> _TASKS TO CARRY OUT_:
(a) Answer these questions from the essay on trauma, one answer per line, marked to match:
(i) According to the writer, what is at our core or center?
(ii) What do the scientists call the "ancient truth" they have "discovered"?
(iii) In the shamanic and spiritual worlds, how is disease or disharmony viewed?
(b) Transcribe the stretch of the essay on trauma from "There’s a lot" through "be good caregivers.".

> _EXTRACT_:
Trauma is not the focus and it’s not at the core

There’s a lot of talk lately about the importance of having trauma-centered or trauma focused care. These therapies are based on the idea that the traumas we experience (especially as children) create lasting impressions on us and impact the way we interact with ourselves and the world. Coupled with this concept comes the idea of using therapy to address our “core wounds”.

While I agree wholeheartedly with much of this, I come at it from a different perspective that changes the whole dynamic. I don’t believe that trauma is the “center”. I don’t believe it should be the focus and I don’t believe we have wounds at our core. Though I do believe we must be trauma informed if we are going to be good caregivers.

My experience is that at our core or center is spirit. The disagreement about the nature and even the existence of spirit forms much of the conflict between Western materialist approaches to healing and shamanic/spiritual approaches.

Spirit is not something that can be measured in a lab or tested in a double blind placebo controlled study. For the Western materialists that means it’s not real. For them, truth is something that can be measured objectively and the presence and power of spirit is a purely subjective experience.

In the shamanic and spiritual worlds, the idea that everything is related to spirit means that everything is conscious to some degree and everything is in communication with everything else. There is an integrated whole-ness or holism at play. Disease or disharmony is viewed as an imbalance with spirit or the illusion of separateness— in some way the patient has blocked themselves from spirit and the disease or disharmony is expressing that disharmony to draw our attention to it so that it can be embodied and integrated.

Our society has mostly forgotten how to somatically process trauma, and due to that forgetting we have no other choice but to try to dissociate from it. We can only try to escape it, and then pass that repressed trauma onto our children. The scientists have already “discovered” this ancient truth— they call it epigenetics. The dissociation then creates another layer of sickness as we wall off the traumatized parts of us. We then unconsciously play out these repressed traumas in the wider world.

What the spirit-centered model posits is that there is a wholeness at our core, that as we integrate the wounded parts we re-establish the communication between the lost parts of ourselves. Interestingly, when we re-integrate those parts we can also enter into a deeper level of communion with the plant, animal and spirit worlds.

> _RECORDS PROVIDED_:
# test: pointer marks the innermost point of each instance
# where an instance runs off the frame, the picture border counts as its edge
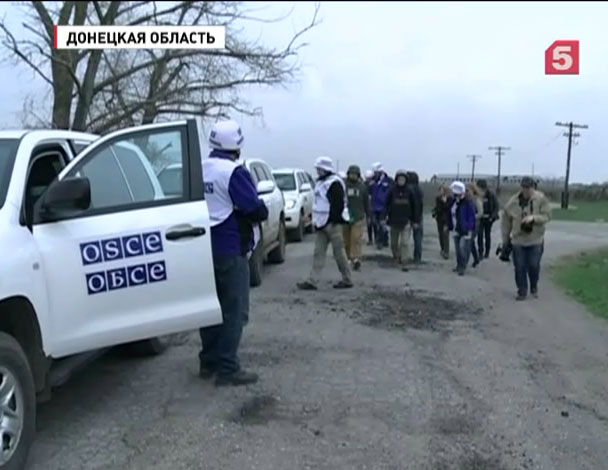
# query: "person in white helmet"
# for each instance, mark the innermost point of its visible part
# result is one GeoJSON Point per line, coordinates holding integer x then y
{"type": "Point", "coordinates": [329, 215]}
{"type": "Point", "coordinates": [461, 223]}
{"type": "Point", "coordinates": [234, 210]}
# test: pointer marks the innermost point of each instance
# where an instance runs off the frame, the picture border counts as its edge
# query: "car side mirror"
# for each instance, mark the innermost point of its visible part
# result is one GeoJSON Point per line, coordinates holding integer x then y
{"type": "Point", "coordinates": [65, 198]}
{"type": "Point", "coordinates": [266, 187]}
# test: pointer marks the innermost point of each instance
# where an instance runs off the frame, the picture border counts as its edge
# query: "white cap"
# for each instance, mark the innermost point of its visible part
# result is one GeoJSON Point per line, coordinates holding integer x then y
{"type": "Point", "coordinates": [458, 188]}
{"type": "Point", "coordinates": [325, 163]}
{"type": "Point", "coordinates": [226, 135]}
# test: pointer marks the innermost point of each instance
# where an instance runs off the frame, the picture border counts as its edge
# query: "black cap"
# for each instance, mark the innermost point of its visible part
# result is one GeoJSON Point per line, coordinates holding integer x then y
{"type": "Point", "coordinates": [527, 182]}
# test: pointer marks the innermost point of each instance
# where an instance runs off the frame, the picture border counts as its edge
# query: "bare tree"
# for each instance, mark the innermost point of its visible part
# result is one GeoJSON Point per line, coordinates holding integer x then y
{"type": "Point", "coordinates": [100, 90]}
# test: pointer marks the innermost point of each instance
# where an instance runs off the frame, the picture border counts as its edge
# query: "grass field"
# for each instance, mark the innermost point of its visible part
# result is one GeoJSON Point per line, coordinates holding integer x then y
{"type": "Point", "coordinates": [583, 277]}
{"type": "Point", "coordinates": [583, 211]}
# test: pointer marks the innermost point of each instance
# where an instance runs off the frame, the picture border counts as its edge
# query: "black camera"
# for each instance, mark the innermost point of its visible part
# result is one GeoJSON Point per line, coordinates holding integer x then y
{"type": "Point", "coordinates": [526, 227]}
{"type": "Point", "coordinates": [504, 252]}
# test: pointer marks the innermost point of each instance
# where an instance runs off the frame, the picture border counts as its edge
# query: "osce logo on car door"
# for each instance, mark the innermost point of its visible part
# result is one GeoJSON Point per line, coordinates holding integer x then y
{"type": "Point", "coordinates": [123, 248]}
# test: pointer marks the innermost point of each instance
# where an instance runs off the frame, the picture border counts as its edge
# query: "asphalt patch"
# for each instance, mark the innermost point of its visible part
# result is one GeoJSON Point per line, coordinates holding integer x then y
{"type": "Point", "coordinates": [259, 409]}
{"type": "Point", "coordinates": [406, 308]}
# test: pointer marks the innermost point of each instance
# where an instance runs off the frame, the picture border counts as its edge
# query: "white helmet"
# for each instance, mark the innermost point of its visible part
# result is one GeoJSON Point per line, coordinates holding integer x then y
{"type": "Point", "coordinates": [458, 188]}
{"type": "Point", "coordinates": [226, 135]}
{"type": "Point", "coordinates": [324, 163]}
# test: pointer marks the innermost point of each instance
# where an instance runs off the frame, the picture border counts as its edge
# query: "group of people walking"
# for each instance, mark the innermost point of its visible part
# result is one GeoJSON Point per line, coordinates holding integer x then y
{"type": "Point", "coordinates": [392, 206]}
{"type": "Point", "coordinates": [469, 212]}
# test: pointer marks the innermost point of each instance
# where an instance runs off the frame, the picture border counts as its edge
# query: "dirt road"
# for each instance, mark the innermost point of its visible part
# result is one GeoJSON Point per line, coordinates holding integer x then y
{"type": "Point", "coordinates": [420, 370]}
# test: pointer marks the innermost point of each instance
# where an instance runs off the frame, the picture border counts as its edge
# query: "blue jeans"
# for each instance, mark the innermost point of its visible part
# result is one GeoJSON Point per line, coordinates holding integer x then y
{"type": "Point", "coordinates": [463, 251]}
{"type": "Point", "coordinates": [380, 230]}
{"type": "Point", "coordinates": [220, 343]}
{"type": "Point", "coordinates": [417, 234]}
{"type": "Point", "coordinates": [526, 260]}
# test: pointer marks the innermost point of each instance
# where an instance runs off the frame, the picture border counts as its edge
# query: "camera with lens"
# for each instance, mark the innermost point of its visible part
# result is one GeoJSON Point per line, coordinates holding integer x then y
{"type": "Point", "coordinates": [526, 227]}
{"type": "Point", "coordinates": [504, 252]}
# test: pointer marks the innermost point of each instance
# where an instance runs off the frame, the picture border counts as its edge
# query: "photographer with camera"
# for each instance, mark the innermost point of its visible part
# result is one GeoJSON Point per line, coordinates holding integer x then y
{"type": "Point", "coordinates": [523, 227]}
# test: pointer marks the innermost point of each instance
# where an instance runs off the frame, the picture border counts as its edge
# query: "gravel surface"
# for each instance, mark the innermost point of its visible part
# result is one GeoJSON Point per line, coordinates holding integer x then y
{"type": "Point", "coordinates": [419, 370]}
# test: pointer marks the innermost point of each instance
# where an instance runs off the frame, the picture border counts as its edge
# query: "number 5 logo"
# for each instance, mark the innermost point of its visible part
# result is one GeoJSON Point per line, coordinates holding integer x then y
{"type": "Point", "coordinates": [561, 58]}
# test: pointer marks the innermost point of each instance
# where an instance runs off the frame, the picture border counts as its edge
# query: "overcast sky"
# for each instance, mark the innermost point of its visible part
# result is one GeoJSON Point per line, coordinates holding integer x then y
{"type": "Point", "coordinates": [421, 85]}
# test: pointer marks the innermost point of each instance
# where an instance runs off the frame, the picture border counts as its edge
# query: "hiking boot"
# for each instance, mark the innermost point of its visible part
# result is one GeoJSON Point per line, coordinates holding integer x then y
{"type": "Point", "coordinates": [306, 285]}
{"type": "Point", "coordinates": [343, 285]}
{"type": "Point", "coordinates": [237, 379]}
{"type": "Point", "coordinates": [206, 370]}
{"type": "Point", "coordinates": [521, 296]}
{"type": "Point", "coordinates": [534, 292]}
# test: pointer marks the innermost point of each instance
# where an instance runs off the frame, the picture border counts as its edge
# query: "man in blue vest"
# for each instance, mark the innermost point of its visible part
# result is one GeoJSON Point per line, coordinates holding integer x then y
{"type": "Point", "coordinates": [329, 215]}
{"type": "Point", "coordinates": [234, 209]}
{"type": "Point", "coordinates": [379, 191]}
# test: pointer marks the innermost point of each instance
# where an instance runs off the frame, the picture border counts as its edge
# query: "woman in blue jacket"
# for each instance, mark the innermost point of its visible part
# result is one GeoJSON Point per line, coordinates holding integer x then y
{"type": "Point", "coordinates": [461, 222]}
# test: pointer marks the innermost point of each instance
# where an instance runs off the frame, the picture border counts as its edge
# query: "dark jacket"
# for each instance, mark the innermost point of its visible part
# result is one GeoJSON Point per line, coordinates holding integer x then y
{"type": "Point", "coordinates": [379, 191]}
{"type": "Point", "coordinates": [335, 195]}
{"type": "Point", "coordinates": [399, 204]}
{"type": "Point", "coordinates": [490, 205]}
{"type": "Point", "coordinates": [462, 219]}
{"type": "Point", "coordinates": [441, 211]}
{"type": "Point", "coordinates": [418, 196]}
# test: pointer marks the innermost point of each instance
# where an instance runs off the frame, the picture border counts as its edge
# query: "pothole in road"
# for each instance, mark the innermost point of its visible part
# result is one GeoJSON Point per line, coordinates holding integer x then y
{"type": "Point", "coordinates": [402, 309]}
{"type": "Point", "coordinates": [262, 409]}
{"type": "Point", "coordinates": [475, 461]}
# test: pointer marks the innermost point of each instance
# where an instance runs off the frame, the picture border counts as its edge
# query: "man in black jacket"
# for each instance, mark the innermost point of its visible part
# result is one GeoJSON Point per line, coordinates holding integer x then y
{"type": "Point", "coordinates": [490, 215]}
{"type": "Point", "coordinates": [329, 215]}
{"type": "Point", "coordinates": [399, 203]}
{"type": "Point", "coordinates": [417, 214]}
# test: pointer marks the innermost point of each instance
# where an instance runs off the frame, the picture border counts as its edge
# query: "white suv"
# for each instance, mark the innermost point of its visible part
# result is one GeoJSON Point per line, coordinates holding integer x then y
{"type": "Point", "coordinates": [273, 238]}
{"type": "Point", "coordinates": [298, 193]}
{"type": "Point", "coordinates": [94, 254]}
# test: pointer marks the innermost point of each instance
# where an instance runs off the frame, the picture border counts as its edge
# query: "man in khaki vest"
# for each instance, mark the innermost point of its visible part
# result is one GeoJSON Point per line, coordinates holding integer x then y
{"type": "Point", "coordinates": [524, 221]}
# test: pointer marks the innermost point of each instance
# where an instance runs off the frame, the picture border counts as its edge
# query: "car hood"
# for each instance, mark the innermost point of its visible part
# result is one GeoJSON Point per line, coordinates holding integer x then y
{"type": "Point", "coordinates": [290, 194]}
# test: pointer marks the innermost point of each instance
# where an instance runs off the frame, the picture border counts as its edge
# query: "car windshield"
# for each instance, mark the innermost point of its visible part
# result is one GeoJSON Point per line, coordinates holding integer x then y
{"type": "Point", "coordinates": [171, 181]}
{"type": "Point", "coordinates": [8, 150]}
{"type": "Point", "coordinates": [285, 181]}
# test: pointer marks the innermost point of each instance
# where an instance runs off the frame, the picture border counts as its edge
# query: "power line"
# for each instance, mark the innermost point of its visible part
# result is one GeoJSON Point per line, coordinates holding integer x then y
{"type": "Point", "coordinates": [571, 126]}
{"type": "Point", "coordinates": [500, 149]}
{"type": "Point", "coordinates": [473, 159]}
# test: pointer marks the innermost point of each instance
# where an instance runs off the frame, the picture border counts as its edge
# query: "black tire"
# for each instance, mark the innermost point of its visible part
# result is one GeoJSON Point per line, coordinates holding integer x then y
{"type": "Point", "coordinates": [13, 361]}
{"type": "Point", "coordinates": [297, 235]}
{"type": "Point", "coordinates": [277, 256]}
{"type": "Point", "coordinates": [145, 347]}
{"type": "Point", "coordinates": [256, 266]}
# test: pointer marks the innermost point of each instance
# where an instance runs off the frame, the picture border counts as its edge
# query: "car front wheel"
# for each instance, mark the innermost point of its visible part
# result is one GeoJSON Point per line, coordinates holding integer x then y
{"type": "Point", "coordinates": [18, 404]}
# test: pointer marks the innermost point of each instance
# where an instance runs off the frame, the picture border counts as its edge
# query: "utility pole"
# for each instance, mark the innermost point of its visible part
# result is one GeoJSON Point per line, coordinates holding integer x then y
{"type": "Point", "coordinates": [500, 150]}
{"type": "Point", "coordinates": [571, 126]}
{"type": "Point", "coordinates": [473, 159]}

> _SOLUTIONS BELOW_:
(a)
(i) Spirit.
(ii) Epigenetics.
(iii) As an imbalance with spirit or the illusion of separateness.

(b)
There’s a lot of talk lately about the importance of having trauma-centered or trauma focused care. These therapies are based on the idea that the traumas we experience (especially as children) create lasting impressions on us and impact the way we interact with ourselves and the world. Coupled with this concept comes the idea of using therapy to address our “core wounds”.

While I agree wholeheartedly with much of this, I come at it from a different perspective that changes the whole dynamic. I don’t believe that trauma is the “center”. I don’t believe it should be the focus and I don’t believe we have wounds at our core. Though I do believe we must be trauma informed if we are going to be good caregivers.